[START OF DATASET ROWS]
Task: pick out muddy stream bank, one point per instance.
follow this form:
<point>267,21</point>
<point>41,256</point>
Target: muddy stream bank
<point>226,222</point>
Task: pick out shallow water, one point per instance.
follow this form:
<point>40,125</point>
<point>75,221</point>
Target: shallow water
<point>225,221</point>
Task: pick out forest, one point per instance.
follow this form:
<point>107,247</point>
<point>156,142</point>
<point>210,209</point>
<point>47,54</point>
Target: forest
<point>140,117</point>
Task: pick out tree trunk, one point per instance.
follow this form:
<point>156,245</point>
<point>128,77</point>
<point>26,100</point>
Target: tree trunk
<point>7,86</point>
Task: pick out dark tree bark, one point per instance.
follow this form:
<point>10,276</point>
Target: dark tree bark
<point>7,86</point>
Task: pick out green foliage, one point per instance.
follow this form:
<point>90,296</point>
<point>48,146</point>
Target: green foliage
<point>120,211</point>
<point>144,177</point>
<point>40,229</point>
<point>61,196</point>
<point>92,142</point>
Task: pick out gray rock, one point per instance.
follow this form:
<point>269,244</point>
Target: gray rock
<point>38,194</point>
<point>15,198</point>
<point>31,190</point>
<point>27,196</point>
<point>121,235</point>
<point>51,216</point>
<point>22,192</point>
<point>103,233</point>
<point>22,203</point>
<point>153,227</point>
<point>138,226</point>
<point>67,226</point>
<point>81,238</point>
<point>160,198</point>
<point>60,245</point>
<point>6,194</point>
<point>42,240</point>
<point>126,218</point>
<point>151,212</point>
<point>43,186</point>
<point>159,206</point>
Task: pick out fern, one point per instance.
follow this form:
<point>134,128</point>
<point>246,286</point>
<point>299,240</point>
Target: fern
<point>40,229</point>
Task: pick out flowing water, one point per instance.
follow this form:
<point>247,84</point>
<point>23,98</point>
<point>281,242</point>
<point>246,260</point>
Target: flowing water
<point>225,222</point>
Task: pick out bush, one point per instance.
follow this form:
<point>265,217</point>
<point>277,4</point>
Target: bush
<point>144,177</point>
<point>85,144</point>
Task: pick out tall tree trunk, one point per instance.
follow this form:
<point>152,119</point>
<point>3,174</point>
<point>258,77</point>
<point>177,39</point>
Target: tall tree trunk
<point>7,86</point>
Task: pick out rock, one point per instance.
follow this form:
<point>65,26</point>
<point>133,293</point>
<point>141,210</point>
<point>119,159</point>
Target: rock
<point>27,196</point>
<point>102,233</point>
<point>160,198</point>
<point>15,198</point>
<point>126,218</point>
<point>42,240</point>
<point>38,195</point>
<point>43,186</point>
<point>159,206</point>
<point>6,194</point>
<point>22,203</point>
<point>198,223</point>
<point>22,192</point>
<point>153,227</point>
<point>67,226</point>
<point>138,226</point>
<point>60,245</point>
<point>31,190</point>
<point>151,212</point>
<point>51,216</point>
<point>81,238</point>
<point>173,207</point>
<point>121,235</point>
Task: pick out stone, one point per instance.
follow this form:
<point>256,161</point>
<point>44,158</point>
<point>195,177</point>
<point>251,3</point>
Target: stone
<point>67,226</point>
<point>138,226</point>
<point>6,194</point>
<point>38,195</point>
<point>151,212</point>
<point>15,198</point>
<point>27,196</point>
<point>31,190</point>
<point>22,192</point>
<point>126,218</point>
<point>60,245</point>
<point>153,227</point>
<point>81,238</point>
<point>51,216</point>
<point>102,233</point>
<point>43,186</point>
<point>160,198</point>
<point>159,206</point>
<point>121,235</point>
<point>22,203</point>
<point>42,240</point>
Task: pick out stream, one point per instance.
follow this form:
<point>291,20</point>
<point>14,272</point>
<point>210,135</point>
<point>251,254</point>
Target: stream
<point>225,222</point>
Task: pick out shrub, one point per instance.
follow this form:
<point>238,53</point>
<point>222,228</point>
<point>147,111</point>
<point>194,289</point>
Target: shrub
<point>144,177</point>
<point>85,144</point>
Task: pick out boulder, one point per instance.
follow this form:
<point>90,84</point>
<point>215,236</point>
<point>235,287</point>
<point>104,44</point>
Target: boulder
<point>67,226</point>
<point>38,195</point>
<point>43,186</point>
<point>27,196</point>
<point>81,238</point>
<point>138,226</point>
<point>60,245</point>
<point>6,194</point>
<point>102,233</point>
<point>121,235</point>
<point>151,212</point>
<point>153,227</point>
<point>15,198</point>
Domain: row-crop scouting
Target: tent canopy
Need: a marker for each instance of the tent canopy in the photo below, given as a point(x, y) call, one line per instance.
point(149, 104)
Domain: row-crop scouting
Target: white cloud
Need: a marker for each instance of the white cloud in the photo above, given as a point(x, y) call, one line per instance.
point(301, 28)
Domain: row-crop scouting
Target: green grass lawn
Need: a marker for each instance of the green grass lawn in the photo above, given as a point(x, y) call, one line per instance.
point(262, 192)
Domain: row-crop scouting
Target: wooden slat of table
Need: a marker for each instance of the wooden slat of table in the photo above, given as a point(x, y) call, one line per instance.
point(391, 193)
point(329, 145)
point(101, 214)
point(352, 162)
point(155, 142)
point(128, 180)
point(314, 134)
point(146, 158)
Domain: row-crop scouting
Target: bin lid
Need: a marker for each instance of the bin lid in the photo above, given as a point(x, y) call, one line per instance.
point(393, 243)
[END OF DATASET ROWS]
- **YOUR TASK**
All of the entries must be written out exactly as they stand.

- **RESPONSE TO THIS EXERCISE**
Task: pick out muddy stream bank, one point per instance.
follow this form:
<point>267,21</point>
<point>41,256</point>
Target: muddy stream bank
<point>226,222</point>
Task: pick out shallow water, one point per instance.
follow this form:
<point>40,125</point>
<point>75,221</point>
Target: shallow water
<point>225,221</point>
Task: pick out forest, one point per instance.
follow this form:
<point>107,247</point>
<point>156,142</point>
<point>210,209</point>
<point>47,54</point>
Target: forest
<point>140,117</point>
Task: pick out tree trunk, one point per instance.
follow this form:
<point>156,245</point>
<point>128,77</point>
<point>26,100</point>
Target: tree trunk
<point>7,86</point>
Task: pick out dark tree bark, one point per instance.
follow this form:
<point>10,276</point>
Target: dark tree bark
<point>7,86</point>
Task: pick out green foliage, one point per instance.
follow this form:
<point>90,296</point>
<point>48,146</point>
Target: green foliage
<point>120,211</point>
<point>144,177</point>
<point>40,229</point>
<point>61,196</point>
<point>92,142</point>
Task: pick out gray rock, one point per instance.
follow this form:
<point>269,244</point>
Target: gray rock
<point>38,194</point>
<point>15,198</point>
<point>31,190</point>
<point>27,196</point>
<point>121,235</point>
<point>51,216</point>
<point>22,192</point>
<point>103,233</point>
<point>22,203</point>
<point>153,227</point>
<point>138,226</point>
<point>67,226</point>
<point>81,238</point>
<point>160,198</point>
<point>60,245</point>
<point>6,194</point>
<point>42,240</point>
<point>126,218</point>
<point>151,212</point>
<point>43,186</point>
<point>159,206</point>
Task: pick out fern, one point per instance.
follow this form:
<point>134,128</point>
<point>246,286</point>
<point>299,240</point>
Target: fern
<point>40,229</point>
Task: pick out flowing water, one point per instance.
follow this form:
<point>247,84</point>
<point>23,98</point>
<point>281,242</point>
<point>246,260</point>
Target: flowing water
<point>225,222</point>
Task: pick out bush, one point per instance.
follow this form:
<point>265,217</point>
<point>277,4</point>
Target: bush
<point>144,177</point>
<point>85,144</point>
Task: pick out tall tree trunk, one point per instance.
follow this form:
<point>152,119</point>
<point>3,174</point>
<point>258,77</point>
<point>177,39</point>
Target: tall tree trunk
<point>7,86</point>
Task: pick out rock, one point per instance.
follow this form:
<point>65,26</point>
<point>133,293</point>
<point>141,210</point>
<point>119,159</point>
Target: rock
<point>27,196</point>
<point>102,233</point>
<point>160,198</point>
<point>15,198</point>
<point>126,218</point>
<point>42,240</point>
<point>38,195</point>
<point>43,186</point>
<point>159,206</point>
<point>6,194</point>
<point>22,203</point>
<point>198,223</point>
<point>22,192</point>
<point>153,227</point>
<point>67,226</point>
<point>138,226</point>
<point>60,245</point>
<point>31,190</point>
<point>151,212</point>
<point>51,216</point>
<point>81,238</point>
<point>173,207</point>
<point>121,235</point>
Task: pick out stone, one point per instance.
follow this form:
<point>256,161</point>
<point>44,158</point>
<point>195,177</point>
<point>251,3</point>
Target: stone
<point>67,226</point>
<point>138,226</point>
<point>6,194</point>
<point>38,195</point>
<point>151,212</point>
<point>15,198</point>
<point>27,196</point>
<point>31,190</point>
<point>22,192</point>
<point>126,218</point>
<point>60,245</point>
<point>153,227</point>
<point>81,238</point>
<point>51,216</point>
<point>102,233</point>
<point>43,186</point>
<point>160,198</point>
<point>159,206</point>
<point>121,235</point>
<point>22,203</point>
<point>42,240</point>
Task: pick out stream, one point per instance.
follow this form:
<point>291,20</point>
<point>14,272</point>
<point>210,135</point>
<point>251,254</point>
Target: stream
<point>225,222</point>
Task: pick out shrub, one point per instance.
follow this form:
<point>238,53</point>
<point>222,228</point>
<point>147,111</point>
<point>194,289</point>
Target: shrub
<point>144,177</point>
<point>85,144</point>
Task: pick out boulder, one point per instance.
follow this form:
<point>90,84</point>
<point>215,236</point>
<point>235,287</point>
<point>104,44</point>
Target: boulder
<point>67,226</point>
<point>38,195</point>
<point>43,186</point>
<point>27,196</point>
<point>81,238</point>
<point>138,226</point>
<point>60,245</point>
<point>6,194</point>
<point>102,233</point>
<point>121,235</point>
<point>151,212</point>
<point>153,227</point>
<point>15,198</point>
Domain: row-crop scouting
Target: tent canopy
Need: a marker for each instance of the tent canopy in the photo below, given as a point(x, y) call, one line per instance.
point(149, 104)
Domain: row-crop scouting
Target: white cloud
Need: a marker for each instance of the white cloud in the photo above, given as a point(x, y) call, one line per instance.
point(301, 28)
Domain: row-crop scouting
Target: green grass lawn
Need: a marker for each instance of the green grass lawn in the photo above, given as a point(x, y) call, one line per instance.
point(262, 192)
Domain: row-crop scouting
Target: wooden slat of table
Need: a marker for each instance of the wooden slat of table in the photo above, given as a point(x, y) call, one line per instance.
point(391, 193)
point(329, 145)
point(101, 214)
point(352, 162)
point(155, 142)
point(128, 180)
point(314, 134)
point(146, 158)
Domain: row-crop scouting
Target: bin lid
Need: a marker for each instance of the bin lid in the photo above, given as a point(x, y) call, one line per instance.
point(393, 243)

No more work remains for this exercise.